How to complete this task: The expected output is the exact lines from the one containing "In the picture above, where can the dog's eye" through the end of the data, inclusive, and nothing else.

•••

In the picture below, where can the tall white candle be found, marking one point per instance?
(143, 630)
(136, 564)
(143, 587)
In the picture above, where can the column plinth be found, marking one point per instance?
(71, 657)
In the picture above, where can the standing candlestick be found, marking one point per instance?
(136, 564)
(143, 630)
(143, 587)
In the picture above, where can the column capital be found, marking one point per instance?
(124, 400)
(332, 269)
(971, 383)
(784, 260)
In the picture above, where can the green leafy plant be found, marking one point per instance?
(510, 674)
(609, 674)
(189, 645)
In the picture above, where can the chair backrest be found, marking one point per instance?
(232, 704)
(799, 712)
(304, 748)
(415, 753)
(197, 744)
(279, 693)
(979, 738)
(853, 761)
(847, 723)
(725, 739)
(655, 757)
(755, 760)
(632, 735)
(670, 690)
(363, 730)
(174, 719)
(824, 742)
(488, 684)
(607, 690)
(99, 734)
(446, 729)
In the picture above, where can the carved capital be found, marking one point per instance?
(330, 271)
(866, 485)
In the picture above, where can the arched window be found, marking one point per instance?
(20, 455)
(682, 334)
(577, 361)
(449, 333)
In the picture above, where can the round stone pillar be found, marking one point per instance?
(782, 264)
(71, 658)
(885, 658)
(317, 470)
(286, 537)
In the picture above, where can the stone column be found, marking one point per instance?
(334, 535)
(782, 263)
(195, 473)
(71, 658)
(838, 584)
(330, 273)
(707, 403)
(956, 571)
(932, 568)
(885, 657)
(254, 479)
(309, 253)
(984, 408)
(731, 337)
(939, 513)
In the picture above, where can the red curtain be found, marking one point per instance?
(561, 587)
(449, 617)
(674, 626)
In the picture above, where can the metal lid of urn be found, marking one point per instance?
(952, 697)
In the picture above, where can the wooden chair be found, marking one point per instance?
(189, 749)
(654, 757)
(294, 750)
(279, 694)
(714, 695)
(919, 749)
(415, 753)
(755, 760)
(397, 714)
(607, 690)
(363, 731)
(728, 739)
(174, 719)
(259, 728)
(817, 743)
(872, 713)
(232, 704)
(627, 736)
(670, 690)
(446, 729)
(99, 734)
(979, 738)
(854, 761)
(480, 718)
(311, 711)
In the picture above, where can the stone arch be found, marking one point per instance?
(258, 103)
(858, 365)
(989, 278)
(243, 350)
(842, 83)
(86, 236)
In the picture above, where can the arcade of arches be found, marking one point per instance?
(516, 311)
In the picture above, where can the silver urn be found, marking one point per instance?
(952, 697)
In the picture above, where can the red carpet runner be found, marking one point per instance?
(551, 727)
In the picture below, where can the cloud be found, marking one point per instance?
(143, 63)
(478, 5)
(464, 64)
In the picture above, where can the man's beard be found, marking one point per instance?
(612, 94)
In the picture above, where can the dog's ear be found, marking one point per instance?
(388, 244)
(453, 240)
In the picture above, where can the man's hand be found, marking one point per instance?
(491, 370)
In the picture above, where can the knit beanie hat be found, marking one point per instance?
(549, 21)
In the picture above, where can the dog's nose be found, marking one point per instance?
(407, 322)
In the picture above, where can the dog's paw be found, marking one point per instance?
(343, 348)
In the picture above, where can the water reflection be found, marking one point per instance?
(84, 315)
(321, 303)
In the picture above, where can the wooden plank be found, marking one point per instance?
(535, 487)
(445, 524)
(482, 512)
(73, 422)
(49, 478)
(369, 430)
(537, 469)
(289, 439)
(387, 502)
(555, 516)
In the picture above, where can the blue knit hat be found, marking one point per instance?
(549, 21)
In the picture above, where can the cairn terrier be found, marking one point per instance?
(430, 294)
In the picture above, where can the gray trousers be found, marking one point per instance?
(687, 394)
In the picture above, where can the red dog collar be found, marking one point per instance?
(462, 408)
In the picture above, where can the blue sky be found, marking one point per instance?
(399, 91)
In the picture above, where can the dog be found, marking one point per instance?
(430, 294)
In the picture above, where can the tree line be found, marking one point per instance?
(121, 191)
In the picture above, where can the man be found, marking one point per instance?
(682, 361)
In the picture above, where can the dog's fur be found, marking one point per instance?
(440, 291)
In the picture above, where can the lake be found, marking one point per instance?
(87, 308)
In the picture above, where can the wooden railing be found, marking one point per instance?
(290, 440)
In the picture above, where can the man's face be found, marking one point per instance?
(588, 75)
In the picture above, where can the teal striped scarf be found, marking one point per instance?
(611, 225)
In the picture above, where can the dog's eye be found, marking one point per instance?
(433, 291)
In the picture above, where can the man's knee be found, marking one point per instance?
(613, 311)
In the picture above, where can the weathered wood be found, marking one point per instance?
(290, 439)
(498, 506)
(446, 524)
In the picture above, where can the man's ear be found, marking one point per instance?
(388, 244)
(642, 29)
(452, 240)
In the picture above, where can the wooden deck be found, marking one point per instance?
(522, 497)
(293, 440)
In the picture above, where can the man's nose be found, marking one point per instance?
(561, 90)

•••

Expected answer:
In the picture above, where can the dog's eye be found, marking one point per instance?
(433, 291)
In the picture above, where can the man's knee be found, marking one point per instance?
(613, 311)
In the picture above, where can the weathered wood be found, marking one point per instance?
(290, 439)
(498, 506)
(446, 524)
In the picture above, where can the man's ear be found, marking one point per instance?
(388, 244)
(642, 29)
(452, 240)
In the picture above, where can the wooden deck be found, marking one point per instance?
(522, 497)
(293, 440)
In the picture above, where can the man's nose be found, marking one point per instance?
(561, 90)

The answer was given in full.